Leave out every picture, then transcribe the rest of the listing exactly.
┏━━
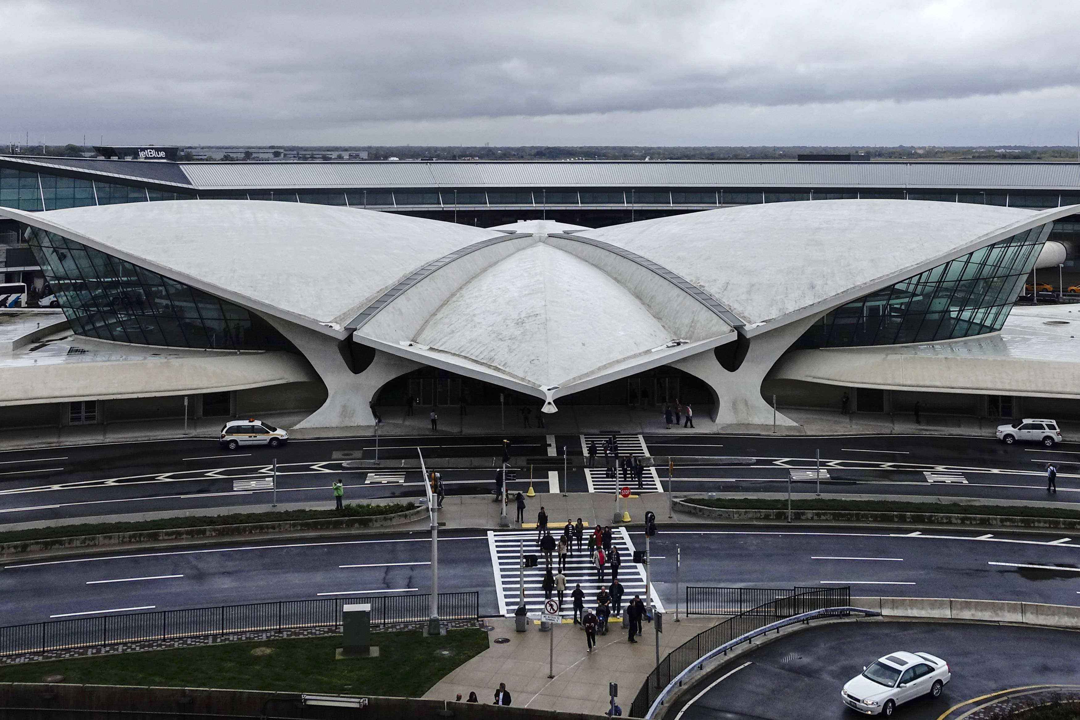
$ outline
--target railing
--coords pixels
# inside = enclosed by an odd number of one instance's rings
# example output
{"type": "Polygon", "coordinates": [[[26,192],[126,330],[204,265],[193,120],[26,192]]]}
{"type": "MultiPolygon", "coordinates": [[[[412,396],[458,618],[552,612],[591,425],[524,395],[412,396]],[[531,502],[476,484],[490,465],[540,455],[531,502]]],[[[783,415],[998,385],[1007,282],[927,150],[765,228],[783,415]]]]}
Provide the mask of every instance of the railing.
{"type": "MultiPolygon", "coordinates": [[[[431,614],[431,595],[426,594],[283,600],[79,617],[0,627],[0,655],[255,630],[334,627],[341,624],[341,608],[357,602],[372,606],[373,626],[427,622],[431,614]]],[[[480,594],[440,593],[438,616],[445,621],[478,619],[480,594]]]]}
{"type": "MultiPolygon", "coordinates": [[[[784,590],[766,592],[778,593],[784,590]]],[[[642,684],[642,689],[634,697],[634,702],[630,706],[631,717],[646,717],[653,701],[656,701],[676,676],[725,643],[758,630],[775,622],[778,619],[794,617],[802,613],[828,608],[847,608],[851,604],[850,587],[828,587],[822,589],[796,587],[794,590],[786,590],[786,593],[784,597],[774,598],[757,607],[750,608],[725,620],[718,625],[702,630],[660,658],[660,664],[649,673],[649,676],[642,684]]]]}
┗━━
◆ Task output ◆
$ outline
--target railing
--coords pixels
# inside = enclosed by an odd number of one instance's rings
# example output
{"type": "Polygon", "coordinates": [[[26,192],[126,330],[204,265],[193,120],[26,192]]]}
{"type": "MultiPolygon", "coordinates": [[[[412,396],[458,618],[552,612],[591,425],[524,395],[412,396]],[[531,502],[476,484],[490,465],[540,455],[531,502]]],[[[783,415],[998,385],[1007,282],[927,150],[765,228],[783,415]]]]}
Provide the mask of every instance of the railing.
{"type": "MultiPolygon", "coordinates": [[[[431,614],[431,595],[426,594],[283,600],[79,617],[0,627],[0,655],[255,630],[334,627],[341,624],[341,608],[357,602],[372,606],[373,626],[427,622],[431,614]]],[[[480,594],[440,593],[438,616],[445,621],[478,619],[480,594]]]]}
{"type": "MultiPolygon", "coordinates": [[[[784,590],[766,592],[778,593],[784,590]]],[[[642,684],[642,689],[634,697],[634,702],[630,706],[631,717],[646,717],[653,701],[656,701],[676,676],[725,643],[758,630],[775,622],[778,619],[794,617],[802,613],[828,608],[847,608],[851,604],[850,587],[828,587],[822,589],[796,587],[794,590],[786,590],[786,593],[784,597],[774,598],[757,607],[750,608],[725,620],[718,625],[702,630],[660,658],[660,664],[649,673],[649,676],[642,684]]]]}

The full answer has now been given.